**Görev tanımı**
Eklem hastalıkları hakkındaki metne göre kaç kadar eklem hastalığı tipi bulunuyor?

Farklı şekillerde gelişen ve seyreden ikiyüz kadar eklem hastalığı tipi bulunuyor. Bunlar arasında romatoid artrit, osteoartrit en çok bilinenleri, ancak, Kaschin-Beck hastalığı, ankilozan spondilit, gut artriti, psöriyatik artrit, sistemik lupus eritematoz, fibromiyalji, bel/boyun ağrısı & vd. daha bir çok çeşidi bulunuyor. Kesin bir çözüm henüz bilinmediğinden, genel yaklaşım hastalığın daha fazla ilerlemesini önlemek, hastaların şikâyetlerinin hafifletilmesi, yaşam kalitesinin artırılmasına yönelik ilaç uygulamaları. Bu amaçla bu hastalıkların ortak özelliklerinin yangı olması nedeniyle yangı-giderici ve ağrı kesici ilaçlar yaygın bir şekilde kullanılıyor. Ancak mevcut yangı-giderici ve ağrı kesici ilaçların ülser, karaciğer harabiyeti gibi ciddi yan etkileri nedeniyle, bunların sıklıkla kullanılması neticesi, halk arasındaki deyimi ile “bir tarafı düzelteyim derken, diğer bir taraf bozuluyor”.

**Alıştırma verileri**
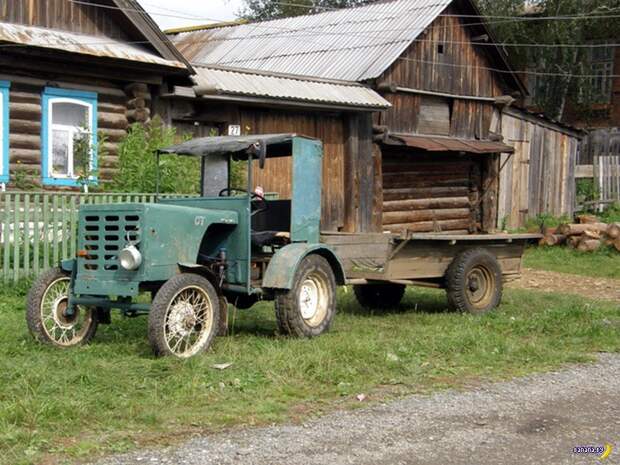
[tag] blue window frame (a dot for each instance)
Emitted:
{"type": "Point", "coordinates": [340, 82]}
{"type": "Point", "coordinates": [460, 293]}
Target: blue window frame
{"type": "Point", "coordinates": [69, 116]}
{"type": "Point", "coordinates": [4, 131]}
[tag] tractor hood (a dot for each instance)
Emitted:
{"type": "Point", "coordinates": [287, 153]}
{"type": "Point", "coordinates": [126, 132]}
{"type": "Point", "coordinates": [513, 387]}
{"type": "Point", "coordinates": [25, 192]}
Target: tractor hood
{"type": "Point", "coordinates": [164, 235]}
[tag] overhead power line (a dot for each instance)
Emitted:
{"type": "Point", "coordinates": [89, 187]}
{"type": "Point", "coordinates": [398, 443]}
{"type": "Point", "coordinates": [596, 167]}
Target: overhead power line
{"type": "Point", "coordinates": [366, 34]}
{"type": "Point", "coordinates": [183, 15]}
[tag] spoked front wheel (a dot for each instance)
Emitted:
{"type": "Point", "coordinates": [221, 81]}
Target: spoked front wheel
{"type": "Point", "coordinates": [184, 316]}
{"type": "Point", "coordinates": [308, 308]}
{"type": "Point", "coordinates": [49, 318]}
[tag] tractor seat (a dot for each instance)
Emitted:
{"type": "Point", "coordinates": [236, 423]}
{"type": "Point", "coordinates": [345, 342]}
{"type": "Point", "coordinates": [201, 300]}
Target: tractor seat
{"type": "Point", "coordinates": [263, 238]}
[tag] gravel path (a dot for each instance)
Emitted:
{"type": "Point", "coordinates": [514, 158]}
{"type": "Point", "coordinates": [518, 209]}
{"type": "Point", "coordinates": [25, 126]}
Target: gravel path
{"type": "Point", "coordinates": [532, 420]}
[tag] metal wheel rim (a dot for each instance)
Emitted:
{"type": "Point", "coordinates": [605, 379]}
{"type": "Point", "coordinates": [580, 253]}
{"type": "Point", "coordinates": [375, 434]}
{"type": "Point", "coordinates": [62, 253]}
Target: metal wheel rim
{"type": "Point", "coordinates": [313, 299]}
{"type": "Point", "coordinates": [480, 284]}
{"type": "Point", "coordinates": [61, 328]}
{"type": "Point", "coordinates": [189, 321]}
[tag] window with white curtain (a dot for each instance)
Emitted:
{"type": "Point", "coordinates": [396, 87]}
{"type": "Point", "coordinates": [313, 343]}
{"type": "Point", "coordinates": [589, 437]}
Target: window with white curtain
{"type": "Point", "coordinates": [69, 137]}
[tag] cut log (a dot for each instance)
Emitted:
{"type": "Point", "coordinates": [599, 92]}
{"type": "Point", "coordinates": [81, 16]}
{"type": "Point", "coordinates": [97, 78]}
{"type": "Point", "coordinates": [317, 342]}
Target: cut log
{"type": "Point", "coordinates": [429, 226]}
{"type": "Point", "coordinates": [588, 245]}
{"type": "Point", "coordinates": [613, 230]}
{"type": "Point", "coordinates": [578, 229]}
{"type": "Point", "coordinates": [415, 216]}
{"type": "Point", "coordinates": [587, 219]}
{"type": "Point", "coordinates": [553, 239]}
{"type": "Point", "coordinates": [425, 204]}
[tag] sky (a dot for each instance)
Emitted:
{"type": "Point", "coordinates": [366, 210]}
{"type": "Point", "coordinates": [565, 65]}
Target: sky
{"type": "Point", "coordinates": [178, 13]}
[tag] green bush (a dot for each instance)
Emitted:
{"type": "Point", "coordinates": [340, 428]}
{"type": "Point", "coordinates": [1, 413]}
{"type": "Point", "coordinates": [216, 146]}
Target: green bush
{"type": "Point", "coordinates": [138, 162]}
{"type": "Point", "coordinates": [586, 190]}
{"type": "Point", "coordinates": [611, 214]}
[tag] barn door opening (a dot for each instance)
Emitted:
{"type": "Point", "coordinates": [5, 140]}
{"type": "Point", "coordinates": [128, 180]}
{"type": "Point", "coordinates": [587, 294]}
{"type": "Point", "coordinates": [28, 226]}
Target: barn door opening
{"type": "Point", "coordinates": [438, 192]}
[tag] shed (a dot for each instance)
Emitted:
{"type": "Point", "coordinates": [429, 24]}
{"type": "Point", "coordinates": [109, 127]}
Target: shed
{"type": "Point", "coordinates": [74, 70]}
{"type": "Point", "coordinates": [419, 152]}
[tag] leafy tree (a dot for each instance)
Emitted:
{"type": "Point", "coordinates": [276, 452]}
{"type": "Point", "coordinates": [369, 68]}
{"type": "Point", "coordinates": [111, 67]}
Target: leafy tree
{"type": "Point", "coordinates": [138, 162]}
{"type": "Point", "coordinates": [561, 87]}
{"type": "Point", "coordinates": [262, 10]}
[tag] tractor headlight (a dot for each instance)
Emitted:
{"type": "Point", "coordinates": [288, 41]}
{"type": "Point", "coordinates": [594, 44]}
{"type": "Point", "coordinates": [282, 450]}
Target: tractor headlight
{"type": "Point", "coordinates": [130, 258]}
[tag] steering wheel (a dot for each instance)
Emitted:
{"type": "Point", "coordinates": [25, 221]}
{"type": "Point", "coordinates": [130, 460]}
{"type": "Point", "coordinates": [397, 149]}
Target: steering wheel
{"type": "Point", "coordinates": [253, 196]}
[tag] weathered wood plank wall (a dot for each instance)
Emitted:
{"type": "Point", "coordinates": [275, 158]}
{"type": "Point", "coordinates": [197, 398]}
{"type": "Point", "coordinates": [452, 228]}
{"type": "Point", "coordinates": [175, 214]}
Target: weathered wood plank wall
{"type": "Point", "coordinates": [540, 176]}
{"type": "Point", "coordinates": [599, 143]}
{"type": "Point", "coordinates": [64, 15]}
{"type": "Point", "coordinates": [445, 60]}
{"type": "Point", "coordinates": [607, 177]}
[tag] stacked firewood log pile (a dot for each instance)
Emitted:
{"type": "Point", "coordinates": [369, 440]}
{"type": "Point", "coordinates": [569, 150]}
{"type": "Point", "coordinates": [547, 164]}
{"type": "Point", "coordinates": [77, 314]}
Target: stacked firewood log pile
{"type": "Point", "coordinates": [587, 235]}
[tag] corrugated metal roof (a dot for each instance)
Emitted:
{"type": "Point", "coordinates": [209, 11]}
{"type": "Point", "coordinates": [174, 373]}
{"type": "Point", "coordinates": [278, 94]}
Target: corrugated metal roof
{"type": "Point", "coordinates": [352, 44]}
{"type": "Point", "coordinates": [211, 81]}
{"type": "Point", "coordinates": [450, 144]}
{"type": "Point", "coordinates": [80, 43]}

**Cevap**
İki yüz kadar eklem hastalığı tipi bulunuyor.